A car travels around a circular track with a radius of $r=250m$. When it is at point $A$ then $V_a=5m/s$ which increases at a rate of $\dot{v}=(0.06t)m/s$. Determine the magnitude of its velocity and its acceleration when it is $1/3$ around the track. My distance in this situation is obviously $524m$.
So I know I need to integrate the $0.06t$ which would give me $0.03t^2+5$. I am unsure where to go after this. Do I make $a=0$ and solve t for that? Or do I integrate further in which case I'd get $524=0.01t^3+5t+c$ (because of it being $1/3$ around the track) which i'd be unable to solve, or am I completely wrong?
Help please.
Why is that? That is the correct approach. You can just set $c=0$, as you are not interested in anything absolute (that is, you can just choose your coordinate system such that you begin "counting" the distance the car has traveled from $t=0$). Then use this time $t_{1/3}$ to solve for $v$ and $\dot v$ at that time.
EDIT (added the calculation):
$$\frac{2 \pi \cdot 250}{3}=0.01t^3+5t \leftrightarrow t\approx\{-589,88.9\}$$but we throw away the negative solution, since only the positive time makes sense physically, so $t_{1/3}=88.9$.
The we put this into our equations for $v$ and $\dot v$: $$\dot v(t_{1/3})=0.06 \cdot 88.9 = 5.33 \; m/s^2$$ and $$v(t_{1/3})=0.03 \cdot 88.9^2 +5=242.1 \; m/s$$
★ ★ ★
### TASK
Copy the circular-track thread from the words "A car travels" through "is obviously $524m$.", changing "track" to "path" each time it appears.

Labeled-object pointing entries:
★ ★ ★
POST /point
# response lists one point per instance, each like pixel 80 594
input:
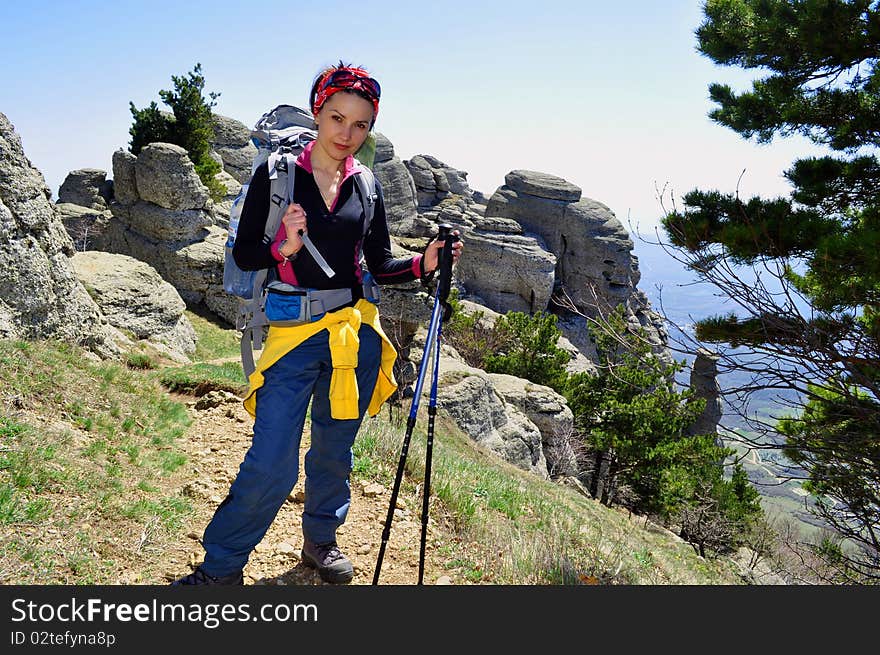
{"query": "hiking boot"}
pixel 332 565
pixel 200 577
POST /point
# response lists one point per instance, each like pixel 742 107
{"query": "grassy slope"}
pixel 87 448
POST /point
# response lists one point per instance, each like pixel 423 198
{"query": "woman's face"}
pixel 343 124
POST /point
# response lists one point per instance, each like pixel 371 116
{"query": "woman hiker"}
pixel 341 362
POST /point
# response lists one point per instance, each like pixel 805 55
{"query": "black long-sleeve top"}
pixel 336 234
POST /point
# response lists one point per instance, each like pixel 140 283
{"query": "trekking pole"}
pixel 433 328
pixel 443 286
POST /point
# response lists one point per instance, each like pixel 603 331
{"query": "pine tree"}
pixel 810 318
pixel 190 128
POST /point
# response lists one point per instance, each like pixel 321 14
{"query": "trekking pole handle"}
pixel 444 283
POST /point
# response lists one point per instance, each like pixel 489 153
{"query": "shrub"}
pixel 190 127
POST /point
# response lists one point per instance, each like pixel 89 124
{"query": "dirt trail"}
pixel 215 446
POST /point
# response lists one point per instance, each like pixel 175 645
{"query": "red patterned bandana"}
pixel 347 77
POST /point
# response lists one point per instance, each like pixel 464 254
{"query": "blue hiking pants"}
pixel 271 466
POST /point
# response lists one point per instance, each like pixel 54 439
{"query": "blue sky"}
pixel 611 96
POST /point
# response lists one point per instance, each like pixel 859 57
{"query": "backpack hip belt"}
pixel 286 304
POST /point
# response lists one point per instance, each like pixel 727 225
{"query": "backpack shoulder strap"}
pixel 366 185
pixel 281 182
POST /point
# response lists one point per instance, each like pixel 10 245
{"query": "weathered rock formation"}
pixel 134 298
pixel 86 187
pixel 40 296
pixel 704 383
pixel 163 215
pixel 535 236
pixel 233 144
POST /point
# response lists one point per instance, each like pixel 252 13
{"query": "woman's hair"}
pixel 316 84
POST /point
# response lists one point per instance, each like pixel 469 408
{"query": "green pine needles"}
pixel 190 126
pixel 803 270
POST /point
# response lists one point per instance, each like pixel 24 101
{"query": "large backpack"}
pixel 280 135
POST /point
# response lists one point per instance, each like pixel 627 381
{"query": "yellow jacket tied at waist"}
pixel 343 326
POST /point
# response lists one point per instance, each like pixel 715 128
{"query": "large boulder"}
pixel 704 384
pixel 134 298
pixel 549 412
pixel 232 143
pixel 594 261
pixel 507 272
pixel 87 187
pixel 40 296
pixel 398 188
pixel 125 177
pixel 167 177
pixel 84 225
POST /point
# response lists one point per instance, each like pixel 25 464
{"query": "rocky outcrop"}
pixel 398 189
pixel 549 412
pixel 87 187
pixel 593 251
pixel 163 215
pixel 40 296
pixel 704 384
pixel 232 142
pixel 135 298
pixel 166 176
pixel 84 225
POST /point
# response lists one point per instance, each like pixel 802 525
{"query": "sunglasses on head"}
pixel 346 79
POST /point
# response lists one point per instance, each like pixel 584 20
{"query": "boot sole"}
pixel 327 575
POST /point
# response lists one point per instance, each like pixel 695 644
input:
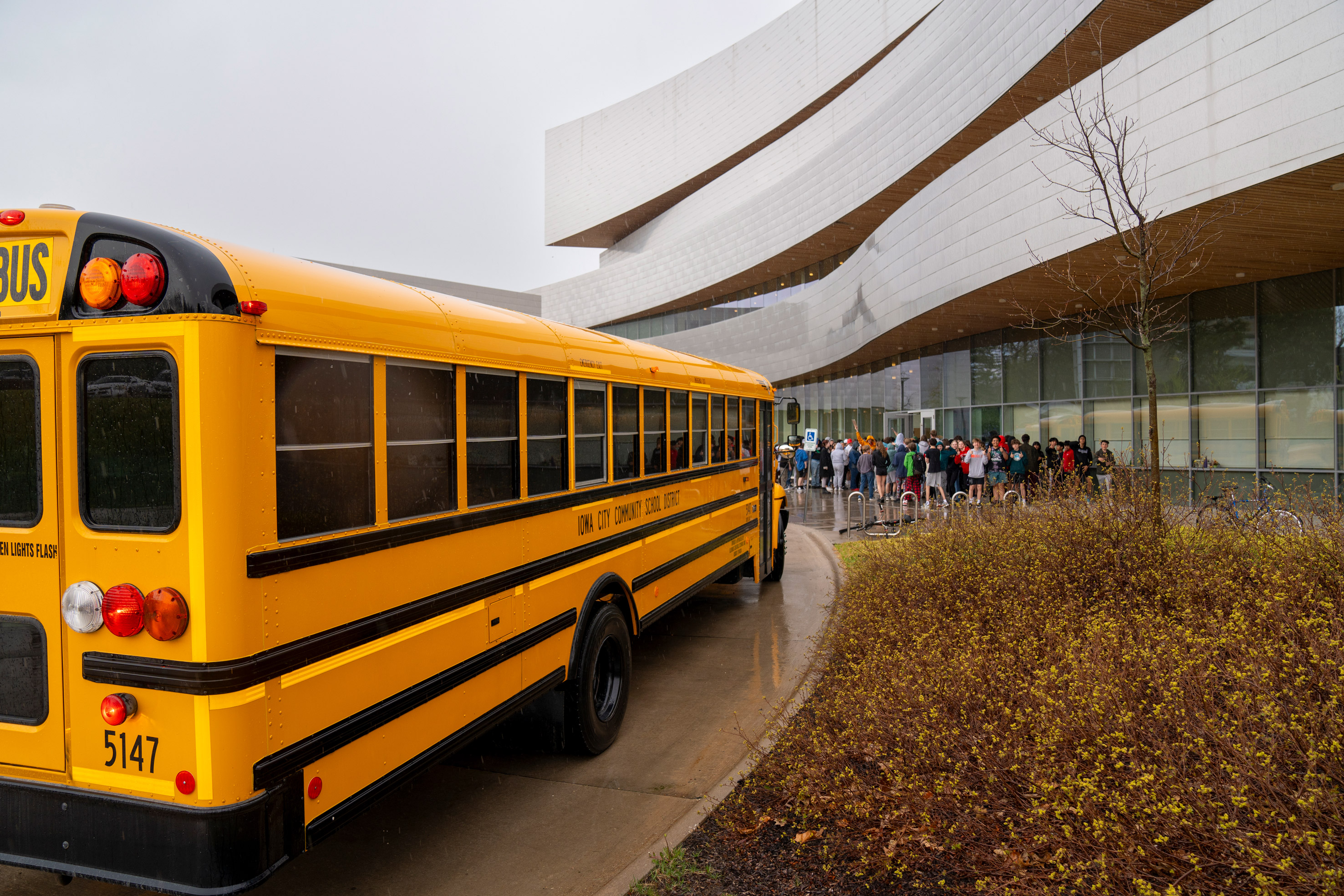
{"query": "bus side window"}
pixel 626 432
pixel 699 429
pixel 748 428
pixel 421 457
pixel 655 430
pixel 732 402
pixel 679 456
pixel 717 429
pixel 547 428
pixel 491 437
pixel 324 443
pixel 589 433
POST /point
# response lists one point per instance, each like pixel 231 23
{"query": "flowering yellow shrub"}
pixel 1074 700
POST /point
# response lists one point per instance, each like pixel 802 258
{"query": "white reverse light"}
pixel 81 608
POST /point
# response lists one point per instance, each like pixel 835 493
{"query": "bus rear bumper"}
pixel 151 844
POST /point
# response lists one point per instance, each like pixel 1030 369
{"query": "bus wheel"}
pixel 597 693
pixel 776 562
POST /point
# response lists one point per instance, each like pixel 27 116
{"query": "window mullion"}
pixel 379 441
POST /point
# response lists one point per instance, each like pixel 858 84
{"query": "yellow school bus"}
pixel 277 536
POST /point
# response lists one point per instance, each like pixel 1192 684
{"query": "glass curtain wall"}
pixel 1250 387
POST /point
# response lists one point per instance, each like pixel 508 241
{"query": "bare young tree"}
pixel 1132 292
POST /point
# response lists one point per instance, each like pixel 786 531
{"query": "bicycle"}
pixel 1249 514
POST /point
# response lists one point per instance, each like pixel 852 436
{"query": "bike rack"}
pixel 901 508
pixel 849 512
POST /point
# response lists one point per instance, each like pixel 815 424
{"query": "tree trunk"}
pixel 1155 477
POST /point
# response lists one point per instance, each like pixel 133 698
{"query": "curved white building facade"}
pixel 886 241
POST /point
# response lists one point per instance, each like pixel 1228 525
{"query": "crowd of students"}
pixel 936 471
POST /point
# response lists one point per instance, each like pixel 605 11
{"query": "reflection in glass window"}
pixel 1110 420
pixel 129 441
pixel 1172 429
pixel 956 372
pixel 679 430
pixel 699 429
pixel 655 430
pixel 1298 331
pixel 987 370
pixel 20 495
pixel 1106 366
pixel 547 434
pixel 717 429
pixel 1222 339
pixel 1022 371
pixel 1021 420
pixel 492 464
pixel 421 461
pixel 1062 421
pixel 732 423
pixel 324 443
pixel 589 433
pixel 931 378
pixel 749 409
pixel 1061 365
pixel 1225 430
pixel 626 432
pixel 1299 429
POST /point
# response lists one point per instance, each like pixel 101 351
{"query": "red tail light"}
pixel 119 707
pixel 124 611
pixel 143 280
pixel 166 614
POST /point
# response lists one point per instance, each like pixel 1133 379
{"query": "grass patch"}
pixel 1066 700
pixel 674 872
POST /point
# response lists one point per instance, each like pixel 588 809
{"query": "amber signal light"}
pixel 166 614
pixel 140 281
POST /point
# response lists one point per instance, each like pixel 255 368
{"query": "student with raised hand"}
pixel 1084 471
pixel 976 460
pixel 936 476
pixel 996 472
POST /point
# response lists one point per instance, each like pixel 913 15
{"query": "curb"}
pixel 682 828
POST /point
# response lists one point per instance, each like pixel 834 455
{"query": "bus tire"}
pixel 596 696
pixel 776 562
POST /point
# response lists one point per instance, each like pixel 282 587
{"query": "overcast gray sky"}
pixel 401 136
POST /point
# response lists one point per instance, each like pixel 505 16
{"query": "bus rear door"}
pixel 31 683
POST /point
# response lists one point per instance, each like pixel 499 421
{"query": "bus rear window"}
pixel 19 488
pixel 128 443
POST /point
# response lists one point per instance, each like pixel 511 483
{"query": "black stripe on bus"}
pixel 326 824
pixel 228 676
pixel 658 613
pixel 272 769
pixel 646 580
pixel 299 556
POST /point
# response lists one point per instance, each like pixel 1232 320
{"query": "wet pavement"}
pixel 510 816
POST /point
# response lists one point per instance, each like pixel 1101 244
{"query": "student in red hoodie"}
★ ★ ★
### TASK RESPONSE
A car travels around a circular path with a radius of $r=250m$. When it is at point $A$ then $V_a=5m/s$ which increases at a rate of $\dot{v}=(0.06t)m/s$. Determine the magnitude of its velocity and its acceleration when it is $1/3$ around the path. My distance in this situation is obviously $524m$.